==== Available records ====
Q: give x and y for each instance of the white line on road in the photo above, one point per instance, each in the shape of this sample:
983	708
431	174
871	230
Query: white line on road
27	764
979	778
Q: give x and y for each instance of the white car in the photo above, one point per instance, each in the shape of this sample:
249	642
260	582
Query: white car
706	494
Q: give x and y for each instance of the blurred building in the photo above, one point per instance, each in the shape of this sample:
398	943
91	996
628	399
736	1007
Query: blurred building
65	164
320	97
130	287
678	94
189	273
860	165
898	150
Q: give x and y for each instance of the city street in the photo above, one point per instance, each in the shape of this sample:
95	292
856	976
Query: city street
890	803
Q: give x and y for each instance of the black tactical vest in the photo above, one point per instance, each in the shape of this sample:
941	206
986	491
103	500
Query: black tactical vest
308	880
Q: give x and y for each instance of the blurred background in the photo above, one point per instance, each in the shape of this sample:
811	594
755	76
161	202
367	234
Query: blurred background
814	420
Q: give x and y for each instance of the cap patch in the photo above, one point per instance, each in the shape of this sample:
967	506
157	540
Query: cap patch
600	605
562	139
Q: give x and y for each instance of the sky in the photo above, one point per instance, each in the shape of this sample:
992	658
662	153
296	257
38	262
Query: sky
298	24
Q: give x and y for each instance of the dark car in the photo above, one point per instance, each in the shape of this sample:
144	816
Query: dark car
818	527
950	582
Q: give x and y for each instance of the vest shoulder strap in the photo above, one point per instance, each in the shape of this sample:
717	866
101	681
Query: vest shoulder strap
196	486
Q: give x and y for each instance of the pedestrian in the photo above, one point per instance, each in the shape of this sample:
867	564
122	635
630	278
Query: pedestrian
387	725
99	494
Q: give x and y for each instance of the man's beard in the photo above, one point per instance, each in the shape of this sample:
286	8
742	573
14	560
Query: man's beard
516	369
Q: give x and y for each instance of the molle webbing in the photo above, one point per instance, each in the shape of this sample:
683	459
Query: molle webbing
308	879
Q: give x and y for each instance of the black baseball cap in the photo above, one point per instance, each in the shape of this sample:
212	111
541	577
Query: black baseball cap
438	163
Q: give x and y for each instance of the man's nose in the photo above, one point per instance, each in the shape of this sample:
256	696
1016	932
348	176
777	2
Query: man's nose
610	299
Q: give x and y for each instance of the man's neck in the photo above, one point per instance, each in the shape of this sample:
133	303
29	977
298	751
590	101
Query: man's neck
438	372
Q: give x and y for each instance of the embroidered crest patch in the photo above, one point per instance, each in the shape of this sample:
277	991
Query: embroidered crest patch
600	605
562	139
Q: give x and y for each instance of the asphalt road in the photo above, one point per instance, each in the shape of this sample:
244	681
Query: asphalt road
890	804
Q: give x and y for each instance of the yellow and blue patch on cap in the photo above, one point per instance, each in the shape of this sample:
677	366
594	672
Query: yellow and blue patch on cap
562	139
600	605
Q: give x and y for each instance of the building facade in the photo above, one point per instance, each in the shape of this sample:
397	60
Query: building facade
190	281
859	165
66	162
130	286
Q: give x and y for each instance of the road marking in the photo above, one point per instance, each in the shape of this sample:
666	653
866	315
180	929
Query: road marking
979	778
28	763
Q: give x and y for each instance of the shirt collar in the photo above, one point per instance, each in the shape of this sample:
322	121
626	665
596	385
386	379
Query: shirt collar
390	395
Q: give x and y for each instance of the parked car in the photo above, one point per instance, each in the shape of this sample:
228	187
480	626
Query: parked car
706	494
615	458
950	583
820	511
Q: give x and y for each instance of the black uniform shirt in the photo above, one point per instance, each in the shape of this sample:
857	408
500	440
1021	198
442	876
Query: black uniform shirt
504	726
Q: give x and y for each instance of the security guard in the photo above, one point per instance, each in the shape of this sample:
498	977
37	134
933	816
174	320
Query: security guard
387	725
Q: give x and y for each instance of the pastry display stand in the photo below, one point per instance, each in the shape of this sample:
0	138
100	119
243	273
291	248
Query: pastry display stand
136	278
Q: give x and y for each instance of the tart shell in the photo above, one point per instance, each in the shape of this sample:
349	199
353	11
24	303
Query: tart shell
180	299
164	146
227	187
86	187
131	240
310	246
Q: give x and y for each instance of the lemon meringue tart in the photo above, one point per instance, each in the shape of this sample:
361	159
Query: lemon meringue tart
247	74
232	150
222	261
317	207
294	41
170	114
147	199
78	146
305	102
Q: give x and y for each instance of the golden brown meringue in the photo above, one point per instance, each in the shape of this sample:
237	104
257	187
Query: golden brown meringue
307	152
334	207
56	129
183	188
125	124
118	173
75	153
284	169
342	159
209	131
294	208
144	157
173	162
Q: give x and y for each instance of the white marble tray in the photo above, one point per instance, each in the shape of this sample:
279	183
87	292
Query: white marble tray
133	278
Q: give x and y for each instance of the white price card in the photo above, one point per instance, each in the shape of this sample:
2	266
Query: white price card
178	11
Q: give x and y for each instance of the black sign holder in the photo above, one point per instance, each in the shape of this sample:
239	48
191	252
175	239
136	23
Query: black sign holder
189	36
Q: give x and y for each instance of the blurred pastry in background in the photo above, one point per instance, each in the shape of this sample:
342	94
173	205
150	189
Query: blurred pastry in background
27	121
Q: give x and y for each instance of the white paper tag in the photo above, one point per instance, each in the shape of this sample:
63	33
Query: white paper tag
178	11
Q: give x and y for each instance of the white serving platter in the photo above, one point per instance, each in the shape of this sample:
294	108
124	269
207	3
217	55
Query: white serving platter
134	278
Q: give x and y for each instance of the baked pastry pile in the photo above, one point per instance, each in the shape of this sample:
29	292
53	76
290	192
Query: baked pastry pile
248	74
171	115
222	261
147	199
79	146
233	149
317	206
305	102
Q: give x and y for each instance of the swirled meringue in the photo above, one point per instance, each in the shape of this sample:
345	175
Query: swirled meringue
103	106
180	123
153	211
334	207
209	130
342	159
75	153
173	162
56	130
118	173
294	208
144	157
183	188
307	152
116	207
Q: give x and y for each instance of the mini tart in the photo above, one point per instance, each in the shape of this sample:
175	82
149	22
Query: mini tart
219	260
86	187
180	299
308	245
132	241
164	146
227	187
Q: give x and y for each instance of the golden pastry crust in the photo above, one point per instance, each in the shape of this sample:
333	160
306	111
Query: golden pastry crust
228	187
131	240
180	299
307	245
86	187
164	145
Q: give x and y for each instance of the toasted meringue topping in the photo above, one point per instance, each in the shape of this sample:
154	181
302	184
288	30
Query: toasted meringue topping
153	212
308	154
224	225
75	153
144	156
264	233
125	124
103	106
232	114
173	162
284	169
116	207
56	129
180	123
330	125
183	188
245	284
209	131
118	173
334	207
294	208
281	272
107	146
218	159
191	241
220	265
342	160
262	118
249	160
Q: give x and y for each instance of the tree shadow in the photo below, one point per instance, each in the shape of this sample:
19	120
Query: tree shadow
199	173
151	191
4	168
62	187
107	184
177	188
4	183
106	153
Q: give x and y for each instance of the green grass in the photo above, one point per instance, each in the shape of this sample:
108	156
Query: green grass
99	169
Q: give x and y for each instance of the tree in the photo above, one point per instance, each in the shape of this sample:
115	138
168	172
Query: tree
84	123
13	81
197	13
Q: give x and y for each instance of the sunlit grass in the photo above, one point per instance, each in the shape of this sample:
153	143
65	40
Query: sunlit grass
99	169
====
■ **Try it**
Where a line of the records has the string "below", copy that line.

■ **Answer to this exercise**
Q: give x and y for each instance of the pastry display stand in the photo below, one point per instance, each in the shape of this sample:
Q: give x and y for each instance of the tree shadow in the photo below, one point per instance, each in the shape of this sample:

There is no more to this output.